__SOURCE DOCUMENT__.
--

Cairngorm Brewery is a brewery based in Aviemore in the Highlands of Scotland. It is situated on the Dalfaber industrial estate at the north end of the village and is within the Cairngorms National Park.

==History==
Cairngorm Brewery was formed from the merger of Aviemore Brewery with Tomintoul Brewery. Tomintoul Brewery began brewing in 1993 and was based in an 18th-century watermill near the village of Tomintoul. It was taken over by Aviemore Brewery in 2000, which became Cairngorm Brewery the following year.

Cairngorm Brewery has supported the Highland Tiger Project, which is working to save the Scottish Wildcat. For each bottle of Wildcat beer sold, the brewery makes a donation to the project.

==Beers==
Cairngorm produce a range of beers that are available all year in cask or bottle. They also produce a number of seasonal cask beers.

--

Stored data
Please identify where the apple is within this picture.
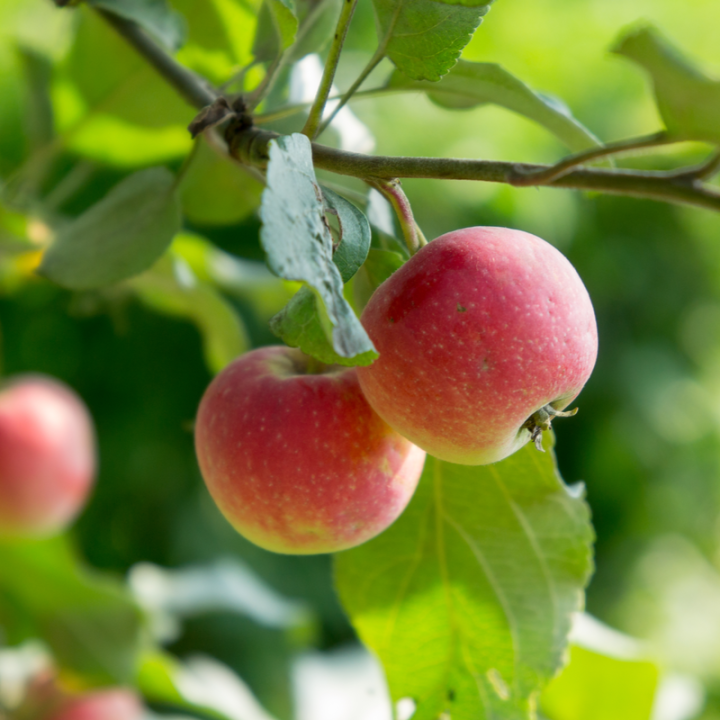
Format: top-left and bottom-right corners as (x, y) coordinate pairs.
(358, 227), (597, 465)
(195, 346), (425, 554)
(47, 688), (143, 720)
(0, 375), (95, 536)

--

__TASK LIST__.
A – Revise the article on Cairngorm Brewery, starting at "Cairngorm Brewery has" and ending at "seasonal cask beers.", so that "contribution" takes the place of "donation".
B – Answer the following from the article on Cairngorm Brewery:
(i) On which industrial estate is the brewery situated?
(ii) In what year did Tomintoul Brewery begin brewing?
(iii) The sale of each bottle of which beer leads to a donation to the Highland Tiger Project?
C – Carry the article on Cairngorm Brewery forward with the passage that follows its final sentence.

__ANSWERS IN ORDER__.
A –
Cairngorm Brewery has supported the Highland Tiger Project, which is working to save the Scottish Wildcat. For each bottle of Wildcat beer sold, the brewery makes a contribution to the project.

==Beers==
Cairngorm produce a range of beers that are available all year in cask or bottle. They also produce a number of seasonal cask beers.

B –
(i) The Dalfaber industrial estate
(ii) 1993
(iii) Wildcat beer

C –
Permanent beers include:
- Sheepshaggers Gold / Cairngorm Gold
- Stag
- Wildcat
- Nessies Monster Mash
- Black Gold
- Trade Winds
- Blessed Thistle
- Ginger Rodent – launched in November 2012 with Danny Alexander, at the time the local MP and Chief Secretary to the Treasury. The name derives from a comment by Labour politician Harriet Harman, who referred to Alexander as a “ginger rodent”.

Black Gold and Trade Winds have won a number of accolades in the Champion Beer of Scotland awards, presented by the Campaign for Real Ale.